==== Page extract

Design by Jesse Turri

“The Old Testament was the first alphabetic written work to influence future ages. Attesting to its gravitas, multitudes still read it three thousand years later. The words on its pages anchor three powerful religions: Judaism, Christianity, and Islam. Each is an exemplar of patriarchy. Each monotheistic religion features an imageless Father deity whose authority shines through His revealed Word, sanctified in its written form. Conceiving of a deity who has no concrete image prepares the way for the kind of abstract thinking that inevitably leads to law codes, dualistic philosophy, and objective science, the signature triad of Western culture. I propose that the profound impact these ancient scriptures had upon the development of the West depended as much on their being written in an alphabet as on the moral lessons they contained.

========
==== Supplied records

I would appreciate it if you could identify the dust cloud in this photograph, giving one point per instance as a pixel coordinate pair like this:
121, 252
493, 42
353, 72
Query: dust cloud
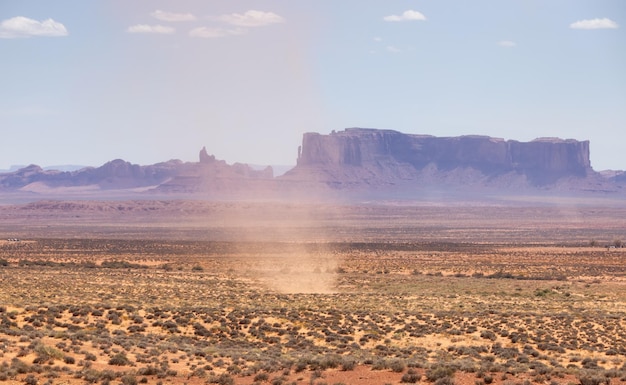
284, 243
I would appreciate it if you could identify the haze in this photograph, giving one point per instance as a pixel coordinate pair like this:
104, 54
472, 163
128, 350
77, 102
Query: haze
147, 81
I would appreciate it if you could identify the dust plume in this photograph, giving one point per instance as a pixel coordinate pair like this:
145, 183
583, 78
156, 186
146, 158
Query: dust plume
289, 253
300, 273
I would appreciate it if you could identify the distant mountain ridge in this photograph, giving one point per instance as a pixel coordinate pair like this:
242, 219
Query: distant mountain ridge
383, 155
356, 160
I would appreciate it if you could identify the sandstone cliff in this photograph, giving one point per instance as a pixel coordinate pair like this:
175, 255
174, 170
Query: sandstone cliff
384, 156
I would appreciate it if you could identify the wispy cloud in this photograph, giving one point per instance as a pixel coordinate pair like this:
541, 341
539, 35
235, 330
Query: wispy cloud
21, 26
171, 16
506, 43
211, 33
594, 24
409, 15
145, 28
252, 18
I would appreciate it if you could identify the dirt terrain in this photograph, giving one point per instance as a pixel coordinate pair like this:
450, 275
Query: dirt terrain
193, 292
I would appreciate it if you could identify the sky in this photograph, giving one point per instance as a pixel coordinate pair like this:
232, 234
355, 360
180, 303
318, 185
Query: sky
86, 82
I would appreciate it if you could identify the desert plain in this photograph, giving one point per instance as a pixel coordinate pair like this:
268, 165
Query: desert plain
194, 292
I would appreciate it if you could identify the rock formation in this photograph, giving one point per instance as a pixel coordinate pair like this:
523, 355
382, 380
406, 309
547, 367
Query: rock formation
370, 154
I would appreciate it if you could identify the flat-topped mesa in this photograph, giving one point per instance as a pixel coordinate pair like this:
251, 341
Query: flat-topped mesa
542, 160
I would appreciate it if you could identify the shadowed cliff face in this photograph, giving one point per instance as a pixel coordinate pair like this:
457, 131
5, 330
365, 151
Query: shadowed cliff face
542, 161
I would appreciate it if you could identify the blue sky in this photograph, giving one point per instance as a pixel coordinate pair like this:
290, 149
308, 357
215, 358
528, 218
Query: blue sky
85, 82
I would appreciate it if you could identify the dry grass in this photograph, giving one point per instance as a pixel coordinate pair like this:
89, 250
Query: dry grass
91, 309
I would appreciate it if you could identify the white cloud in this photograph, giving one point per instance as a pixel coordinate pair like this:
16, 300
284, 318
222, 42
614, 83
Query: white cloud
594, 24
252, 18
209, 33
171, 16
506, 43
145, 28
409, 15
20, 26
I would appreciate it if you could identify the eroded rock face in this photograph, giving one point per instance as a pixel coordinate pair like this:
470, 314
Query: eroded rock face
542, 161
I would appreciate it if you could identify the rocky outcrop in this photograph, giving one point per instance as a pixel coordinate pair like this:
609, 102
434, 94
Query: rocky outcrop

========

### To be done
A – Put this sentence from the passage on the Old Testament and the alphabet into Spanish: "Attesting to its gravitas, multitudes still read it three thousand years later."
B – Write one more paragraph that picks up the passage on the Old Testament and the alphabet after its final sentence.

### Results for the exercise
A – Como prueba de su peso, multitudes todavía lo leen tres mil años después.

B –
Goddess worship, feminine values, and women’s power depend on the ubiquity of the image. God worship, masculine values, and men’s domination of women are bound to the written word. Word and image, like masculine and feminine, are complementary opposites. Whenever a culture elevates the written word at the expense of the image, patriarchy dominates. When the importance of the image supersedes the written word, feminine values and egalitarianism flourish.“

The excerpts above come from Leonard Shlain’s book The Alphabet Versus the Goddess: The Conflict Between Word and Image. Shlain uses the work of literary theorist Marshall McLuhan (one of my favs) to show how the invention of the phonetic alphabet, and the advent of literacy, is majorly linked to patriarchy. I came across this great book on Brain Pickings.